## What the task asks:
Pull out every line in the items below that contains the string "sandy", treating uppercase and lowercase as different.

## Record extracts:
──────────

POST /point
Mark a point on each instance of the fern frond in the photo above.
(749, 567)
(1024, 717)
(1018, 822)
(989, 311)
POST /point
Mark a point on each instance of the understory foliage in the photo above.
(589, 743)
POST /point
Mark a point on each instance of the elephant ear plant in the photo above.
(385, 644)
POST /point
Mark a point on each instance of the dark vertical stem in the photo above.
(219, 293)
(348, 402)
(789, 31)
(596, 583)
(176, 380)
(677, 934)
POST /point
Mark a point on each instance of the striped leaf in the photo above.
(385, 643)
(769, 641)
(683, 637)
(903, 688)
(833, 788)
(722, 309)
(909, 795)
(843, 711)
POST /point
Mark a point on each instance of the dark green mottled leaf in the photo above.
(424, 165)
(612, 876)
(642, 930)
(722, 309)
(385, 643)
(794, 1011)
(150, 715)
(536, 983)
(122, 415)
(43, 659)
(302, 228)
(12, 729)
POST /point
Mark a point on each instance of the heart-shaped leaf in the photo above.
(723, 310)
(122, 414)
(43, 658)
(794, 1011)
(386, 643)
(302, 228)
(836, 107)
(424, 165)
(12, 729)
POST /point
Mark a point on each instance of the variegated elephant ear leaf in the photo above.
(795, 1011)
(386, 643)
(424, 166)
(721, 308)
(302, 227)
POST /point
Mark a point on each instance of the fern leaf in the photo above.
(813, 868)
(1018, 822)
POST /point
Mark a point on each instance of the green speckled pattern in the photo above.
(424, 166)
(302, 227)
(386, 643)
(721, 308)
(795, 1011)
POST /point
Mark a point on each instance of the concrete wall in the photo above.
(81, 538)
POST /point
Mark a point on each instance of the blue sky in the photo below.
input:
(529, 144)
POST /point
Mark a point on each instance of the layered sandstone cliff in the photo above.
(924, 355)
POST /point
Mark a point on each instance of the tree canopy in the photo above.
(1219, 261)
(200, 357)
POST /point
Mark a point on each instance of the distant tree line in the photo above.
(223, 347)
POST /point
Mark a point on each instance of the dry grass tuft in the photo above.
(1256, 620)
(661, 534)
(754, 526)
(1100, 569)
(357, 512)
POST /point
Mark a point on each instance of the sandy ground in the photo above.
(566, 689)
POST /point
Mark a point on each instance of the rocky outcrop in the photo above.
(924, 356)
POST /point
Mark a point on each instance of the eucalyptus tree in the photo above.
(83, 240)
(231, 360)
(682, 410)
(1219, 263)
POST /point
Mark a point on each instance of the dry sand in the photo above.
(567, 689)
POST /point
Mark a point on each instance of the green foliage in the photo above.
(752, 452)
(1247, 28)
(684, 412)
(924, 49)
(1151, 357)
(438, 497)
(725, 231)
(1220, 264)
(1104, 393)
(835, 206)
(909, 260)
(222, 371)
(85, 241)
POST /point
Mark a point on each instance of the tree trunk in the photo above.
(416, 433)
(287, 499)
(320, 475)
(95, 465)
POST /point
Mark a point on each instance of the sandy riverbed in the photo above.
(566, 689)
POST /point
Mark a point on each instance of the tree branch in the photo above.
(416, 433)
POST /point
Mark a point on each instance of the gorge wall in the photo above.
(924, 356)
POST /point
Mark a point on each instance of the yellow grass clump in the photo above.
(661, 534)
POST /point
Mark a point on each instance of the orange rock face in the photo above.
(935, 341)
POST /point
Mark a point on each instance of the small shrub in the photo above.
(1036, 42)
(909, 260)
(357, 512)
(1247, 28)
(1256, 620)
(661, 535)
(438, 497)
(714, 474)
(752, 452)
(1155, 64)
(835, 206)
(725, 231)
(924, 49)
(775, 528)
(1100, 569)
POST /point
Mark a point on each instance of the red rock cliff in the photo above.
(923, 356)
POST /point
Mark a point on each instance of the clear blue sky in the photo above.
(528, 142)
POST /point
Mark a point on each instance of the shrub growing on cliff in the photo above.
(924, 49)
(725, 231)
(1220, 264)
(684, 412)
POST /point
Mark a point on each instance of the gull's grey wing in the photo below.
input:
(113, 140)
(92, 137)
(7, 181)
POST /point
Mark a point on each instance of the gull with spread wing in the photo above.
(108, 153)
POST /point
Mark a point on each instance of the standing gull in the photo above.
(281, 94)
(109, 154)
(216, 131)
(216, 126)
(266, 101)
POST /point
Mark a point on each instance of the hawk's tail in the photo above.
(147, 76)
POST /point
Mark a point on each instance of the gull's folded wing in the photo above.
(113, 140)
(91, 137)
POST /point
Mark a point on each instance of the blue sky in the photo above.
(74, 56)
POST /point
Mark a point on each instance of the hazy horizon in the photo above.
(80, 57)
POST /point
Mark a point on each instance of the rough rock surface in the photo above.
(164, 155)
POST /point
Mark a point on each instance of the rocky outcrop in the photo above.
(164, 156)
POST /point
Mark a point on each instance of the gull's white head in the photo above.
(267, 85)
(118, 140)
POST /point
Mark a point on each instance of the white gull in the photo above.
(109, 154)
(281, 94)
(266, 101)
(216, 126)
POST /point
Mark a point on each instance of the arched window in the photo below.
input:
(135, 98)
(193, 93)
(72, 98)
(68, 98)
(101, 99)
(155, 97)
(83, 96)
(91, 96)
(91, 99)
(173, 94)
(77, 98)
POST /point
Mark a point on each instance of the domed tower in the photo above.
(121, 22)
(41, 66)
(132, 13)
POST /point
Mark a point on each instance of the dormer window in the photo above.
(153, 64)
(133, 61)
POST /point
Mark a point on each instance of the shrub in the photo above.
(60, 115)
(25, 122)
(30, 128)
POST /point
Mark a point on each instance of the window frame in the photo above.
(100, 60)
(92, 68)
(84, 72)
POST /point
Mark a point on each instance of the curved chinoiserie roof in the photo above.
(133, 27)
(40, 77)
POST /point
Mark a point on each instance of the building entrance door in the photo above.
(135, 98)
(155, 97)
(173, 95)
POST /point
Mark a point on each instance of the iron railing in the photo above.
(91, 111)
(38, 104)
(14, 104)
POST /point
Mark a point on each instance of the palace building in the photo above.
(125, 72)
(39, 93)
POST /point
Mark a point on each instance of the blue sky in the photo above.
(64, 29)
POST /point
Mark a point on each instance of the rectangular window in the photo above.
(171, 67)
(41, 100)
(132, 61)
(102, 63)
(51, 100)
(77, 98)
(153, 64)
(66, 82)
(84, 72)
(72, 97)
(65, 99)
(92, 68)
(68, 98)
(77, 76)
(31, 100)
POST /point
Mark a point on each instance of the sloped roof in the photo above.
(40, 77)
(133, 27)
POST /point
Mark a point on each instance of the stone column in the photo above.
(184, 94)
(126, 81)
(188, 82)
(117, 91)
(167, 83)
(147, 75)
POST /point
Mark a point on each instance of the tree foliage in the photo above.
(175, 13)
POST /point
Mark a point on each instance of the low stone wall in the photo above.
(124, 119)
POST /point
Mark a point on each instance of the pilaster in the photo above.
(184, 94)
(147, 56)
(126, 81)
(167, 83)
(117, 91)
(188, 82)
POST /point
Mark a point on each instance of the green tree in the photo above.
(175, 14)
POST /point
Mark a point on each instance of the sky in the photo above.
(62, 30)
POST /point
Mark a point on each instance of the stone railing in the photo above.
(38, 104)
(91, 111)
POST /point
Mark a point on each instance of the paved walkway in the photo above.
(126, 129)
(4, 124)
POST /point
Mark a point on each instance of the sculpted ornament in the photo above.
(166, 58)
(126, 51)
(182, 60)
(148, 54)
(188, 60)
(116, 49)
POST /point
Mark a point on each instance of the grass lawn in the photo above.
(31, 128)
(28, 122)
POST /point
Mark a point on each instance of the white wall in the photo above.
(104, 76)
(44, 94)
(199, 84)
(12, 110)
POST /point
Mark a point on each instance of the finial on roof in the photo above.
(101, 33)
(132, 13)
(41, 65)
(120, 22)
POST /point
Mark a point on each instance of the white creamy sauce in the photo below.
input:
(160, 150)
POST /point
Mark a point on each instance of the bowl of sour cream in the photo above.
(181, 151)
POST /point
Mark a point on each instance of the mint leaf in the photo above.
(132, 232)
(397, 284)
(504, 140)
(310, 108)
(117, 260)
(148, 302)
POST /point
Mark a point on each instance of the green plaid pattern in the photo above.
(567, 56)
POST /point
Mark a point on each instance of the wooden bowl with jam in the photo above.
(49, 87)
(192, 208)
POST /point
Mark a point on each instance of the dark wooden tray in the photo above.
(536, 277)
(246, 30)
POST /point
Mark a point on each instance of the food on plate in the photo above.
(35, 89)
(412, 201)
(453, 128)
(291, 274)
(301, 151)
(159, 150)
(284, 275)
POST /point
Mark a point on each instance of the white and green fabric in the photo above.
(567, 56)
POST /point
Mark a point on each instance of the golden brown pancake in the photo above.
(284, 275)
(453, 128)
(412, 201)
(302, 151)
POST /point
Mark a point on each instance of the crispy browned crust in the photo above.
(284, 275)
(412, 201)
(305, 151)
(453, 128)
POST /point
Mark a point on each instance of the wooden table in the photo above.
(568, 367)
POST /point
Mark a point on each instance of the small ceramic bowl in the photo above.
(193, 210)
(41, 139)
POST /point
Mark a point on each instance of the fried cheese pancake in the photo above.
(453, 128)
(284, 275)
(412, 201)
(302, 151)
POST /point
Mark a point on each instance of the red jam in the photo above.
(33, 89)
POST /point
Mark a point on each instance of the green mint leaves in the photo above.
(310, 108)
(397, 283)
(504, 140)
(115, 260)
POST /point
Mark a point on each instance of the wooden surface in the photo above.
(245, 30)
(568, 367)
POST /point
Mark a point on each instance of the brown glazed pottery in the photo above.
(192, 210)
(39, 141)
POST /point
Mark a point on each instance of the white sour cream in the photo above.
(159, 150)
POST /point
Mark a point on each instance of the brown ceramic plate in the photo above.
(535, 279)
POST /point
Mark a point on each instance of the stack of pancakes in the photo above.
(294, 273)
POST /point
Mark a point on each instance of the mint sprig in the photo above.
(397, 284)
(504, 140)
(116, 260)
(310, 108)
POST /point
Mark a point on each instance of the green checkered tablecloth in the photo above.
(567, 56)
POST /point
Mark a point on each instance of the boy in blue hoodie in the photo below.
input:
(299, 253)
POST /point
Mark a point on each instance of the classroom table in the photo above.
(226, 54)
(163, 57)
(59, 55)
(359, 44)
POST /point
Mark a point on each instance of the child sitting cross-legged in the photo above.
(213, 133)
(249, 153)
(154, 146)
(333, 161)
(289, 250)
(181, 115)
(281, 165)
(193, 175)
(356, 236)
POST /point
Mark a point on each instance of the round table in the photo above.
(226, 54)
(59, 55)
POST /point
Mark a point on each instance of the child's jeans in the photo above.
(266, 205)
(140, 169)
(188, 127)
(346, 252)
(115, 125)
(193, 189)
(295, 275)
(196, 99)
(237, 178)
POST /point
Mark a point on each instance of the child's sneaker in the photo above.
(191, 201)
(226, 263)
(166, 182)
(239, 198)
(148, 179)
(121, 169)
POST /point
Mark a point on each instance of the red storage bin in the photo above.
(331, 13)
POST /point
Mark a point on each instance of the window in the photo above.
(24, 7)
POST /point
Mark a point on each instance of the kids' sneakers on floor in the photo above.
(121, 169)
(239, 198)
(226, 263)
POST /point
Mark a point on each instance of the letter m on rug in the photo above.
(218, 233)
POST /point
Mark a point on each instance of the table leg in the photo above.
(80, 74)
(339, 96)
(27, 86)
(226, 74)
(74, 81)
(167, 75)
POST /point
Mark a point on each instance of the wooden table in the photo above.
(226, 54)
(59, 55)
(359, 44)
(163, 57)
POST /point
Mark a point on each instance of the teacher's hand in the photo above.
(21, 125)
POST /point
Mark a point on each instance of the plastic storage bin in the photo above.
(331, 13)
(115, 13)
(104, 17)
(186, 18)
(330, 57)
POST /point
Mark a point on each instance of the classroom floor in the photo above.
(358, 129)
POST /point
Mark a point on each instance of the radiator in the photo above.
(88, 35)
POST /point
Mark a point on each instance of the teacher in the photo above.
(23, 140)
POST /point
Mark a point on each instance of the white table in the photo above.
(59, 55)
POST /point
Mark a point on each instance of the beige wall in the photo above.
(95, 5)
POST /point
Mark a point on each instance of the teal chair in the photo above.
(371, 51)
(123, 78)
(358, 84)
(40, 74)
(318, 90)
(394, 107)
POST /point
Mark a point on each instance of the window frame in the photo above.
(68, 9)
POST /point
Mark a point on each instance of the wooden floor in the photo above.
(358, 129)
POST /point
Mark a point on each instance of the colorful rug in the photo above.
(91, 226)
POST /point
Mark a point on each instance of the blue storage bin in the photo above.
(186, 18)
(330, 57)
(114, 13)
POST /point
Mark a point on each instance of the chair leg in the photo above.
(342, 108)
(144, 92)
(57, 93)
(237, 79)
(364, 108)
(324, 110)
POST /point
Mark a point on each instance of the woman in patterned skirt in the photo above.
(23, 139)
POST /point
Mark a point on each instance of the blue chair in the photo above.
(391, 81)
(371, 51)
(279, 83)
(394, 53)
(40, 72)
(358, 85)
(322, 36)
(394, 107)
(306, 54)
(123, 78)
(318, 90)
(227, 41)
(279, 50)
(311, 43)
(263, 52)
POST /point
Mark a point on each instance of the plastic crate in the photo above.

──────────

## Task response:
Mark a point on each instance of the sandy ground in the photo above.
Mark a point on each instance of the sandy riverbed in the photo above.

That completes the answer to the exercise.